>> begin Text provided

Sunday, August 28, 2005

Leadership Is Stewardship

Notes from The Leadership Summit 2oo5:

Session 2: Leadership is Stewardship, Rick Warren

The key point from the second session of The Leadership Summit was that our job or position at work can be our identity, income and influence.
And this very thing we hold on to so tightly is what we need to lay down. Our purpose at work goes far beyond the several paragraphs on the job description from Human Resources. It isn't strictly tasks and responsibilities. It is even more than motivating employees to make them more productive (turning Production Capability into Productivity - Steven Covey, 7 Habits).

Warren mentioned the difference between The Reformation, centered around creed and beliefs, and what he said we needed now - The Second Reformation, focused on deeds and behavior. What I take from this is that the software development professional has no lack of access to good software development lifecycle models, documented best practices and supporting metrics, consensus on modeling languages, and excellent development and network tools. We have an abundance of current international information sharing and technical, editorial and business-oriented topics. We lack in no way for knowledge of what is right, and my experience is that most IT workers believe in the same sense of the 'right way' to do what we do each day. Many willingly share extensively on what they think is wrong in their workplace and in the industry. Sometimes they even share ideas for solutions, what needs to be done.

What we lack is action.

If we already know what needs to be done, then what we need is deeds and behavior. We say "design first," but begin coding the first day with any design forethought at all (even the process-light XP gives design effort 20 minutes). We say complain about things, but often don't bring suggestions. Even if we do bring solution options, we don't take initiative or give effort to implement them ourselves.

>> end Text provided
>> begin Data rows

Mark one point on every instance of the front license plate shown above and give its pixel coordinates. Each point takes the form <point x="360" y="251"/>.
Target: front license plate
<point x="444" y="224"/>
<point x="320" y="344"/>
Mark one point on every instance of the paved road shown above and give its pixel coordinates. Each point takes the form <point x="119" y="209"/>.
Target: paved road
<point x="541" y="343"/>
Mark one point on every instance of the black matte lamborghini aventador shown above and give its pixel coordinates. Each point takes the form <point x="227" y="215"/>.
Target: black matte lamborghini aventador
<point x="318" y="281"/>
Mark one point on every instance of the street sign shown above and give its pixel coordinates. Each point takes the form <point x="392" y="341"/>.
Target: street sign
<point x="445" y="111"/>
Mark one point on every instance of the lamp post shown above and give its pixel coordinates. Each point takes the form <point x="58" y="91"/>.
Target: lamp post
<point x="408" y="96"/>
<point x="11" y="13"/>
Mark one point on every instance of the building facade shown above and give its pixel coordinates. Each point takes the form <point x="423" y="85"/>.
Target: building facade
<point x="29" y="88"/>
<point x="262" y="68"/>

>> end Data rows

Set task 1:
Print the passage of the leadership stewardship notes from "Session 2: Leadership" to "Covey, 7 Habits).".
Set task 2:
Proceed with the leadership stewardship notes, picking up right after their final sentence.

Written response 1:
Session 2: Leadership is Stewardship, Rick Warren

The key point from the second session of The Leadership Summit was that our job or position at work can be our identity, income and influence.
And this very thing we hold on to so tightly is what we need to lay down. Our purpose at work goes far beyond the several paragraphs on the job description from Human Resources. It isn't strictly tasks and responsibilities. It is even more than motivating employees to make them more productive (turning Production Capability into Productivity - Steven Covey, 7 Habits).

Written response 2:
So we don't like the SLDC we have, do we research options and give supporting information in the language of management (more efficient, cost-effective, higher-quality)? So we don't like the specs we are given, do we provide specific feedback to the author? Don't like the tasks we are given, so we do them exceptionally so as to earn the right to ask for something different?

For all the talk about management's shortcomings, other team's shortcomings, the company's shortcomings, our tool's and technology's shortcomings, I rarely see someone who feels passionately about specific issues working diligently to make a difference. It sounds abhorrently trite, but I mean it with all seriousness, "talk is cheap." It is easy. It costs us nothing. And often we feel better, for a moment, thinking that everything would be better if someone else did something about it. As I recently read, "Be the change you want to see."

As a manager, I feel I am asked to lay down the very position I have been given. Lay down my identity, income, and influence for the sake of the cause I believe in. Warren gave the example of Moses and his shepherds staff. The staff was a symbol of identity (shepherd's staff), income (that is what he used to tend the sheep and make his money), and influence (the staff itself was used to pull or push the sheep by the hook or the crook). The story from The Bible is that God told Moses to lay down his staff. When Moses did, it turned into a snake. God made it come alive. If I lay down my position, put myself second, perhaps my purpose will truly come alive as well.

Warren said that "prominence does not equal significance." We make a difference, are significant as leaders, no matter what position we hold (or don't hold). He also noted that the key aspects of the character of a leader are courage, endurance, and optimism. It takes these three character traits to make a difference day in and day out.

Finally, Warren added that the directive Jesus gave the disciples when going into towns to share the message was that they were to "find the man of peace." The man of peace was someone 1) open and 2) influential. This person didn't even have to believe the same as the disciples. This idea came as new to me and caused me to rethink how I work with others to bring about the change I believe needs to occur. These people don't need to see things the way I do. They just need to be open. And, for the sake of the cause, I need to invest time with open people who are influential. What I need to move away from is spending excessive time with those who already see things the way I do and who are not influential in bringing these changes about.

Although it seems a somewhat cold and calculated way of spending time and connecting with others at work, perhaps the uninfluential person who sees things the way I do would be happy with the end result of positive change in the workplace? Then, instead of jawwing about all the shortcomings we see, we could talk about how good it is to see genuine positive changes occuring in our workplace. And our job as leaders, though Human Resources didn't quite capture it, is to be doers, contributing catalysts of change with courage, endurance and optimism - good stewards of our influence and authority.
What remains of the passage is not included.